--- START ---

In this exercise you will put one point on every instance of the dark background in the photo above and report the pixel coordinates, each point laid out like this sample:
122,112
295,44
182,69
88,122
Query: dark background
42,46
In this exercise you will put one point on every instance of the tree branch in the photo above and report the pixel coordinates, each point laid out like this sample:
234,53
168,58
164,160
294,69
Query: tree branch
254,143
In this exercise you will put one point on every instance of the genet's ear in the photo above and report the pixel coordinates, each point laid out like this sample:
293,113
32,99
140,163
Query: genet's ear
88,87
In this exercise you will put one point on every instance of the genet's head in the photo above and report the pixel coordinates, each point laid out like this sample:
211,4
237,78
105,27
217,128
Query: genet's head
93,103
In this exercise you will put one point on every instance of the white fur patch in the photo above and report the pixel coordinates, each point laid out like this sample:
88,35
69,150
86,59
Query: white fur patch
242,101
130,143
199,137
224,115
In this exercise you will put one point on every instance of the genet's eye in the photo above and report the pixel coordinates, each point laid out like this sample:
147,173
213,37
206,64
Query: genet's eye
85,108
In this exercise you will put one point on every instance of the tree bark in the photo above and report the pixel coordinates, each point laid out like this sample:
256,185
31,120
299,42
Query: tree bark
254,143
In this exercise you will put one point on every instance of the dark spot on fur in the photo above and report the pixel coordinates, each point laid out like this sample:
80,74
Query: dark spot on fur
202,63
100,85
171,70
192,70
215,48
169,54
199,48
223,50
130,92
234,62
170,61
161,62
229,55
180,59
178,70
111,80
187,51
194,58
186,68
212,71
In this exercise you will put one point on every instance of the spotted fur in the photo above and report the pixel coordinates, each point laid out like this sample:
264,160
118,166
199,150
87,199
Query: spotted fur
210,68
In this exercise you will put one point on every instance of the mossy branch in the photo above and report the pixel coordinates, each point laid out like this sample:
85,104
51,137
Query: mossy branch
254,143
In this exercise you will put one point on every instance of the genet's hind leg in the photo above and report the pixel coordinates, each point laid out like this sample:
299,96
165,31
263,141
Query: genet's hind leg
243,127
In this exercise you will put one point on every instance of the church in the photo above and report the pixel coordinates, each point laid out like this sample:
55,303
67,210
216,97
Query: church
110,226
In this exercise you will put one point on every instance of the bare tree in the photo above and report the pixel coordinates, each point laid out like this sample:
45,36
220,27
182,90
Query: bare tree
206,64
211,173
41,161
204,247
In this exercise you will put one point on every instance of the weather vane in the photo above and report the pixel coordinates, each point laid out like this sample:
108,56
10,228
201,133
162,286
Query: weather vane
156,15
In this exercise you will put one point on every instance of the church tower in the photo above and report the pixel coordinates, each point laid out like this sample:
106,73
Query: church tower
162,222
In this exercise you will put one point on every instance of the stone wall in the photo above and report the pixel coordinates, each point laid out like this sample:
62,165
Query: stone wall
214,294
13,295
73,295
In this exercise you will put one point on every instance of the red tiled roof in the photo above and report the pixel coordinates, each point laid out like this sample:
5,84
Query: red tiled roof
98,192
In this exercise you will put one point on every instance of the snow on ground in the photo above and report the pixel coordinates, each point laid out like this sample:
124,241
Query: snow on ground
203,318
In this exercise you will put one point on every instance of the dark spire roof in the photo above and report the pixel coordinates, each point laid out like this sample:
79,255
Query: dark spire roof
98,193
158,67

--- END ---

AIM OF THE EXERCISE:
Each record above should be restated word for word.

TASK RESPONSE:
In this exercise you will put one point on every instance of the dark background in the photo above and report the pixel coordinates, each point laid out like this sample:
122,112
295,44
182,69
88,122
Query: dark background
42,46
In this exercise you will put one point on every instance of the tree branch in the photo above and report the pixel coordinates, each point laid out like this sample:
234,53
168,58
164,160
294,69
Query: tree branch
254,143
In this exercise you will put one point on every instance of the genet's ear in the photo above and report the pixel coordinates, each point laid out like this sample:
293,113
32,99
140,163
Query: genet's ear
88,87
In this exercise you will put one point on every instance of the genet's head in the photo above and report the pixel coordinates, each point laid out like this sample:
211,4
237,78
105,27
217,128
Query: genet's head
93,103
In this exercise you will put one point on every instance of the white fur patch in the photo above and report the pixel coordinates, each point laid out like this sample:
88,35
69,150
86,59
Query: white fur patch
242,101
130,143
199,137
224,115
In this exercise you will put one point on every instance of the genet's eye in the photo above and report the pixel coordinates, each point laid out like this sample:
147,173
213,37
206,64
Query: genet's eye
85,108
In this exercise you will put one point on every instance of the tree bark in the photo above and report the pixel coordinates, each point laid out like this sample:
256,185
31,120
299,42
Query: tree bark
254,143
In this exercise you will put one point on every instance of the dark spot on fur in the photo above and report the pixel coordinates, each point laid out like this sample:
80,74
Query: dark spot on fur
202,63
100,85
171,70
192,70
215,48
169,54
199,48
223,50
130,92
234,62
170,61
161,62
229,55
180,59
178,70
111,80
187,51
194,58
186,68
212,71
In this exercise you will put one point on every instance of the spotted fur in the photo above and report the pixel coordinates, each point laid out like this sample:
264,160
118,166
199,150
87,199
Query: spotted fur
210,68
In this exercise you will put one point on every instance of the mossy branch in the photo above and report the pixel coordinates, each point laid out like this sample:
85,104
51,137
Query: mossy branch
254,143
In this exercise you will put one point on every instance of the genet's hind leg in the photo above and report the pixel coordinates, each point laid out like this sample:
299,96
165,31
263,141
Query: genet's hind leg
243,127
In this exercise you will put one point on every instance of the church in the photo above and report the pixel coordinates, each point laid out like this sample:
55,303
67,210
216,97
Query: church
110,226
In this exercise you will put one point on every instance of the bare tree in the photo above and report the pixel coordinates, each point laid out like this sample:
45,36
220,27
182,90
Query: bare tree
206,64
211,173
41,161
204,247
In this exercise you will put one point on every instance of the weather vane in the photo above and report the pixel coordinates, each point laid out like this sample:
108,56
10,228
201,133
162,286
Query: weather vane
156,15
In this exercise you will put one point on every instance of the church tower in the photo above and report the pixel coordinates, each point laid out like this sample:
106,73
Query: church tower
162,222
In this exercise you will put one point on every instance of the stone wall in the photo above and report the pixel coordinates, each point laid out like this sample:
62,165
Query: stone wall
214,294
13,295
73,295
In this exercise you will put one point on every instance of the red tiled roof in the photo above and report the pixel coordinates, each point laid out like this sample:
5,84
Query: red tiled roof
98,192
In this exercise you will put one point on every instance of the snow on ground in the photo above and report the pixel coordinates, each point laid out like this sample:
124,241
Query: snow on ground
203,318
In this exercise you will put one point on every instance of the dark spire roof in the photo above and report the pixel coordinates, each point laid out like this sample:
79,255
Query: dark spire roof
98,193
158,67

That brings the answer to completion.